§ PAGE EXTRACT
-----

PORN: The Digital Cocaine (w/ Jordan Peterson & Andrew Huberman) (Be Inspired)

Jordan Peterson on the digital cocaine that is porn with andrew huberman on the Be Inspired youtube channel
Are you a digital cocaine addict? I have good news. . (Photo Cred: Be Inspired)

Pornography has been termed “the high fructose corn syrup of sex” (pornography). It’s easy access via the internet has been likened to “everyone now having a Playboy magazine under their bed” (temptation). I’ve referred to pornography as a “silent killer” and “silent epidemic.” Many people who struggle with a pornography habit do so alone. A lot of people keep it a secret for obvious reasons; and the mainstream is rarely of any help to people who do publicly acknowledge they have a problem.

Today, I’ve transcribed a fascinating montage, interspersed with narration, that refers to pornography as “digital cocaine.” While pornography is a behavioral addiction, the author argues that it has a lot in common with universally acknowledged substance addictions. Unlike the latter, “many doctors and researchers don’t even believe [pornography addiction] is an actual medical condition.” The author talks about how pornography can take away one’s desire for human connection and intimacy. It can lead to emotional withdrawal, exacerbate mental health issues, like depression, cause life motivation to plummet, and damage relationships and romantic partners.

People with unresolved emotional trauma, or current major life stressors, like an unhappy or abusive relationship, are at an elevated risk of getting addicted. The good news for the author is that recovery from pornography addiction is possible. Many people who were once addicted have gotten free and are now living abundant lives. (See the Testimonies section for countless such stories..)

-----

§ ENTRIES SHOWN
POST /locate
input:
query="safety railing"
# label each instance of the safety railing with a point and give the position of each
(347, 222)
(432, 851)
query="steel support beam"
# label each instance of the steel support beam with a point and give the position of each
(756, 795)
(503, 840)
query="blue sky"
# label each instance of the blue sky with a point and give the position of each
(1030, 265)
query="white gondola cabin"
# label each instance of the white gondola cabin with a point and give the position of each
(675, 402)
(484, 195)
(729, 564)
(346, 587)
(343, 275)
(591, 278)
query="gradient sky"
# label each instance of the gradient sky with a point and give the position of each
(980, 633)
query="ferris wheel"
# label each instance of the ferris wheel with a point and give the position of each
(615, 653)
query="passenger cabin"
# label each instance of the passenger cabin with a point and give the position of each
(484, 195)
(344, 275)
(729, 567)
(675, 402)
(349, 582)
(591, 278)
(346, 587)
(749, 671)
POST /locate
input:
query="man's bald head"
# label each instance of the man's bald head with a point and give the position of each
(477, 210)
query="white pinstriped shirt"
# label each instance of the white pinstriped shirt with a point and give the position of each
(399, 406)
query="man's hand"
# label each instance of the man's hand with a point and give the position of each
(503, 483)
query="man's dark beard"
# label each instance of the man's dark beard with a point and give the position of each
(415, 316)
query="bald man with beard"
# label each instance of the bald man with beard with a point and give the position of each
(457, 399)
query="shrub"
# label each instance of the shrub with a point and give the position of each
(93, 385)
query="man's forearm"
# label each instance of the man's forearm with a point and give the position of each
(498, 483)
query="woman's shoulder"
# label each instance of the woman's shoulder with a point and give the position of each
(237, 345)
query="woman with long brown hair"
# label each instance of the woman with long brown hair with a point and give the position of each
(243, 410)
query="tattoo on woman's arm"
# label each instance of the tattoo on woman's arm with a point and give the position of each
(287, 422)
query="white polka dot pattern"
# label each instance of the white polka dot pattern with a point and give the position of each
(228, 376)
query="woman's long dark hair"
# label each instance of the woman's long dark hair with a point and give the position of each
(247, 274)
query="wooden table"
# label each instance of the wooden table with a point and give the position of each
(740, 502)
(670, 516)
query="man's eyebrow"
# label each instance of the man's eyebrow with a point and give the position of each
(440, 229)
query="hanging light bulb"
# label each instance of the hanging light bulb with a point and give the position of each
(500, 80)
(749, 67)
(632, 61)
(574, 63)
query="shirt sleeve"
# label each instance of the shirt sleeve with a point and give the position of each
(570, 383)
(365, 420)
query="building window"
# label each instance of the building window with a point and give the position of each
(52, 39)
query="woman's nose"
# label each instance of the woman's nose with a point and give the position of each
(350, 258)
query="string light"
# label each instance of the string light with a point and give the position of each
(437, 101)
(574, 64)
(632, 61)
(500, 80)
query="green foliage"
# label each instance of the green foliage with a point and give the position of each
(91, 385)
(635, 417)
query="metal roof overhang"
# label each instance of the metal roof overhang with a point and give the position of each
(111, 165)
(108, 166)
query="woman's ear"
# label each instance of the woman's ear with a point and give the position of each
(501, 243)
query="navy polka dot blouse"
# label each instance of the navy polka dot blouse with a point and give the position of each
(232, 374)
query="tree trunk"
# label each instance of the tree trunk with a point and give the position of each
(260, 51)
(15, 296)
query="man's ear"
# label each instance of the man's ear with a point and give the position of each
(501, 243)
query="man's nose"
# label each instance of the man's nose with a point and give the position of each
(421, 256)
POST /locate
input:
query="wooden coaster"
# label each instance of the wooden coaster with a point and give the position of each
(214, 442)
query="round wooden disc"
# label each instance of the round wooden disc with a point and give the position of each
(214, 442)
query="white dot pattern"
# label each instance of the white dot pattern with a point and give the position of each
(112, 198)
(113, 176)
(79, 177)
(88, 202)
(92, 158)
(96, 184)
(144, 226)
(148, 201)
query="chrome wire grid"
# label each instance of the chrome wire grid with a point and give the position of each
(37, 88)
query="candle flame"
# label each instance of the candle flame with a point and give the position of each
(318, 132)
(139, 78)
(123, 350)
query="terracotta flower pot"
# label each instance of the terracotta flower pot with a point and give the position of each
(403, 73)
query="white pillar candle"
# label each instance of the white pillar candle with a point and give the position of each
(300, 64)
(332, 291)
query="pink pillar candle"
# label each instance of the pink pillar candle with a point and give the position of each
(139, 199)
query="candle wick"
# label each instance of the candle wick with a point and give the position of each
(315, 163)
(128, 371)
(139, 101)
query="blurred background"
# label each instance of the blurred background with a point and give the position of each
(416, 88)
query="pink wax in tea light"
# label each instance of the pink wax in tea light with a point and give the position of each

-----

§ WHAT TO WORK ON
Reproduce word for word the part of the article on pornography as "digital cocaine" that starts at "PORN: The Digital" and ends after "have a problem.". The records aren't needed for anything here.

§ TASK RESULT
PORN: The Digital Cocaine (w/ Jordan Peterson & Andrew Huberman) (Be Inspired)

Jordan Peterson on the digital cocaine that is porn with andrew huberman on the Be Inspired youtube channel
Are you a digital cocaine addict? I have good news. . (Photo Cred: Be Inspired)

Pornography has been termed “the high fructose corn syrup of sex” (pornography). It’s easy access via the internet has been likened to “everyone now having a Playboy magazine under their bed” (temptation). I’ve referred to pornography as a “silent killer” and “silent epidemic.” Many people who struggle with a pornography habit do so alone. A lot of people keep it a secret for obvious reasons; and the mainstream is rarely of any help to people who do publicly acknowledge they have a problem.